> [Problem]: Could you give again, verbatim, the lines of the records below, starting with the line that contains "Would you please identify the red" and going on through the end of the records?

[Object pointing dataset rows]
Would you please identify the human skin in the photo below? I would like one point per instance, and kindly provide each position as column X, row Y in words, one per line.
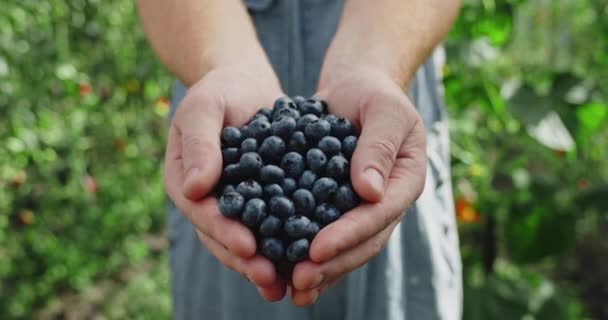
column 211, row 46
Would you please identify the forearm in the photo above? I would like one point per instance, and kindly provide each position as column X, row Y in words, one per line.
column 395, row 36
column 192, row 37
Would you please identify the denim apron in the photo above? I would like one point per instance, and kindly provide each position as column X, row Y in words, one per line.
column 418, row 274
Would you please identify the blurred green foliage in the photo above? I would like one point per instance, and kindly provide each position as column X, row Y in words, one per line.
column 82, row 137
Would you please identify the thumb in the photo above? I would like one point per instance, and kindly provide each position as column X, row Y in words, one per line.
column 383, row 131
column 199, row 124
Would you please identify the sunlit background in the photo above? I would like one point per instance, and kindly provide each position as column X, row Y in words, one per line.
column 83, row 107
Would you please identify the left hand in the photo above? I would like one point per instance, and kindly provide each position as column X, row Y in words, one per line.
column 388, row 170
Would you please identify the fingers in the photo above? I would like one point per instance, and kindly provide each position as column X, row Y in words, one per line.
column 405, row 183
column 258, row 270
column 385, row 123
column 307, row 289
column 198, row 122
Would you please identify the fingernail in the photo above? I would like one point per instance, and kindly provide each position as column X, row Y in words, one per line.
column 317, row 281
column 375, row 179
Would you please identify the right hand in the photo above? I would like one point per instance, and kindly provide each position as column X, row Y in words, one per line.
column 193, row 166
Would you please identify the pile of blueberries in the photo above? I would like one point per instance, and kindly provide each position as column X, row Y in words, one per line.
column 286, row 176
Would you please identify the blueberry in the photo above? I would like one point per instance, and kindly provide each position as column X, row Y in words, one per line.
column 316, row 160
column 281, row 207
column 272, row 149
column 231, row 136
column 249, row 145
column 293, row 164
column 326, row 214
column 288, row 186
column 307, row 180
column 259, row 129
column 250, row 163
column 298, row 250
column 284, row 103
column 331, row 118
column 345, row 198
column 254, row 213
column 231, row 204
column 305, row 120
column 304, row 201
column 297, row 142
column 273, row 249
column 312, row 106
column 270, row 226
column 298, row 100
column 271, row 190
column 317, row 129
column 231, row 173
column 287, row 112
column 267, row 112
column 337, row 167
column 331, row 146
column 249, row 189
column 228, row 188
column 324, row 189
column 313, row 229
column 342, row 128
column 230, row 156
column 283, row 126
column 271, row 174
column 348, row 146
column 297, row 226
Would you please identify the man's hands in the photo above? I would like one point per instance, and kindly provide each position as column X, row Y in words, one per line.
column 388, row 170
column 193, row 165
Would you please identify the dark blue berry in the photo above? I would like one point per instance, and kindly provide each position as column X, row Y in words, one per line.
column 298, row 250
column 271, row 190
column 313, row 229
column 297, row 142
column 326, row 214
column 304, row 201
column 271, row 174
column 331, row 146
column 273, row 249
column 348, row 146
column 289, row 186
column 305, row 120
column 272, row 149
column 259, row 129
column 267, row 112
column 254, row 212
column 283, row 126
column 293, row 164
column 317, row 129
column 230, row 156
column 231, row 173
column 249, row 145
column 287, row 112
column 307, row 180
column 312, row 106
column 342, row 128
column 345, row 198
column 270, row 226
column 249, row 189
column 231, row 136
column 231, row 204
column 284, row 103
column 281, row 207
column 324, row 189
column 250, row 163
column 337, row 167
column 297, row 226
column 316, row 160
column 298, row 100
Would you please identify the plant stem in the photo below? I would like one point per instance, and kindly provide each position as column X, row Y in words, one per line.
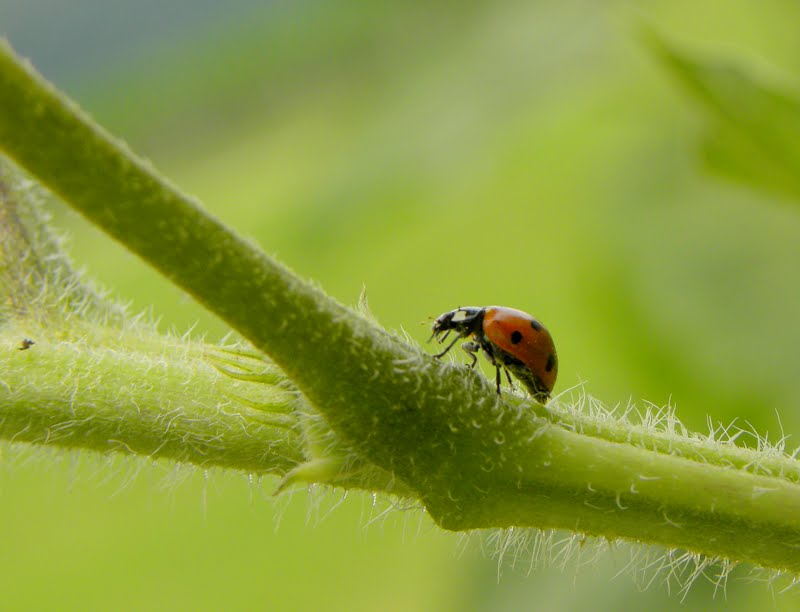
column 475, row 459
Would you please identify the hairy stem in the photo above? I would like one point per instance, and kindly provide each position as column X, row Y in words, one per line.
column 474, row 459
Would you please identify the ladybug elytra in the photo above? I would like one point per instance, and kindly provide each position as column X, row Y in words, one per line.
column 511, row 339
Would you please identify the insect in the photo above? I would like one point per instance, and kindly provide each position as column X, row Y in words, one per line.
column 512, row 340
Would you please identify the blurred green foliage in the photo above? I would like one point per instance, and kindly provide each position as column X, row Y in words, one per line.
column 536, row 155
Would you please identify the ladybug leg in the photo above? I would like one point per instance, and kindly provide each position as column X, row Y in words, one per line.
column 449, row 346
column 471, row 348
column 508, row 376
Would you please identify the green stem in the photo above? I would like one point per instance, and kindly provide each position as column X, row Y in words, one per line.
column 474, row 459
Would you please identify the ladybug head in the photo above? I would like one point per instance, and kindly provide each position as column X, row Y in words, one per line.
column 464, row 321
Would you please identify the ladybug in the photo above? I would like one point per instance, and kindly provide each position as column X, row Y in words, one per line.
column 512, row 340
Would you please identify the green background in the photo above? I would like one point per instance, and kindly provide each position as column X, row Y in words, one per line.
column 535, row 155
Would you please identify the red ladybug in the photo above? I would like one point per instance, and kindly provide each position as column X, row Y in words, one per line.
column 511, row 339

> [Solution to this exercise]:
Would you please identify the red ladybug in the photo above? I would like one point per instance, and kindly provide each position as column X, row Y in words, one per line.
column 511, row 339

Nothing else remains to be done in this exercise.